■ **INSTRUCTION**
Please reproduce the rows word for word, from the line that contains "Target: flower field" through the end of the rows, with both ends included. Leave the pictures out of your reply.

■ **DATA FOR THIS EXERCISE**
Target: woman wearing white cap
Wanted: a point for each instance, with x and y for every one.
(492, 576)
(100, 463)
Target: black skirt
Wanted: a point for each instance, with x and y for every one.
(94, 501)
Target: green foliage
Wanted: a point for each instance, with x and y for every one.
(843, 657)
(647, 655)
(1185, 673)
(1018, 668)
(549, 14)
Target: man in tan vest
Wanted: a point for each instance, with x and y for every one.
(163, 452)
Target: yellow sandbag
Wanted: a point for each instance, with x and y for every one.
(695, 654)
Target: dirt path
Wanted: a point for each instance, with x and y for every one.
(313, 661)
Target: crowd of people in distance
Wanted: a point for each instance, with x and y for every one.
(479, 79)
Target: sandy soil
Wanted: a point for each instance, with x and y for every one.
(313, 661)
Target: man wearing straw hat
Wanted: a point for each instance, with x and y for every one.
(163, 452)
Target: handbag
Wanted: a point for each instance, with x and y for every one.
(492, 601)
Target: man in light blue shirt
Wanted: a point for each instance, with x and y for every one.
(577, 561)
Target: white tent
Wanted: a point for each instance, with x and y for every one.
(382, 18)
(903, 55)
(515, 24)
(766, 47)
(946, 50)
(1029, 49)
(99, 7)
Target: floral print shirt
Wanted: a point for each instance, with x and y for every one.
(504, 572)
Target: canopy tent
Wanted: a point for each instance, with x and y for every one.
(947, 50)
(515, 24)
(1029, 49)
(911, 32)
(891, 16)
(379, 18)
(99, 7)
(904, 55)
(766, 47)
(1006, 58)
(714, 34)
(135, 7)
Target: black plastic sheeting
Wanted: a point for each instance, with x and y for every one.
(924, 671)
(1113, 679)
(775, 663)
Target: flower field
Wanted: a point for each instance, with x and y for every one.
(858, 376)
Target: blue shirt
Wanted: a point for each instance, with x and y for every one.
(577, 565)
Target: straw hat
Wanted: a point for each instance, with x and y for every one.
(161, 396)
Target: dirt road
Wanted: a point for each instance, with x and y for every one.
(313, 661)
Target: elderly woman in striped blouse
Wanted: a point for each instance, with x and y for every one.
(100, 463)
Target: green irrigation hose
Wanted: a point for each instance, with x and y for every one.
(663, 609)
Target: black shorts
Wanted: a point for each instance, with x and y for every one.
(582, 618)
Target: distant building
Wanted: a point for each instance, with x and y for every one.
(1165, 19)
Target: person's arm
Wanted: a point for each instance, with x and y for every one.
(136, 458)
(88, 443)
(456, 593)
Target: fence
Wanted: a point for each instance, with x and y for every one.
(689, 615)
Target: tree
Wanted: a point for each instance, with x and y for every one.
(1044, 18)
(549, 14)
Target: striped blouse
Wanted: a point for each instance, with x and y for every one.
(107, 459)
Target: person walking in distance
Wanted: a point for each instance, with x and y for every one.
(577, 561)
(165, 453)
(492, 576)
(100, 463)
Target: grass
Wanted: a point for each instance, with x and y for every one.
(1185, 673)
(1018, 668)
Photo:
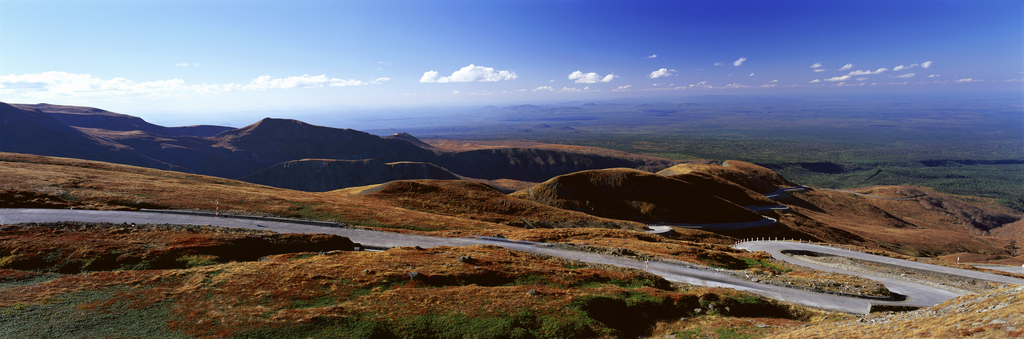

■ **WRITTEN ANSWER**
Target: flower field
Wanted: a point for each instance, with x and y for every one.
(858, 376)
Target: blue shirt
Wanted: a point for each instance, with x and y for every one.
(577, 565)
Target: straw hat
Wanted: a point for each instance, with x and y for every one.
(161, 396)
Target: dirt road
Wanted: a point for each instance, with x and y for every one.
(313, 661)
Target: elderly woman in striped blouse
Wanted: a point for each instance, with x and y for every one.
(100, 463)
Target: green irrigation hose
Wanted: a point for each instance, with x and y for every one.
(663, 609)
Target: black shorts
Wanted: a point for each instance, with x and y for every one.
(582, 618)
Target: distant building
Wanted: a point for each instance, with x and y for every one.
(1165, 19)
Target: person's arm
Wanted: a point for each instance, with x and y for every one.
(136, 458)
(88, 443)
(456, 593)
Target: fence
Wanted: a point for each instance, with x and y for every one.
(689, 615)
Target: tree
Wanted: a point for each instance, with x and y for every one.
(1044, 18)
(549, 14)
Target: striped blouse
Wanted: a point for each instance, with x and y for every one.
(107, 459)
Target: person walking in distance
Wanted: a point for each instance, with x and y for every one.
(577, 561)
(165, 453)
(492, 576)
(100, 463)
Target: grass
Wanted: a point for each instance, with x and y for every one.
(1185, 673)
(1018, 668)
Photo:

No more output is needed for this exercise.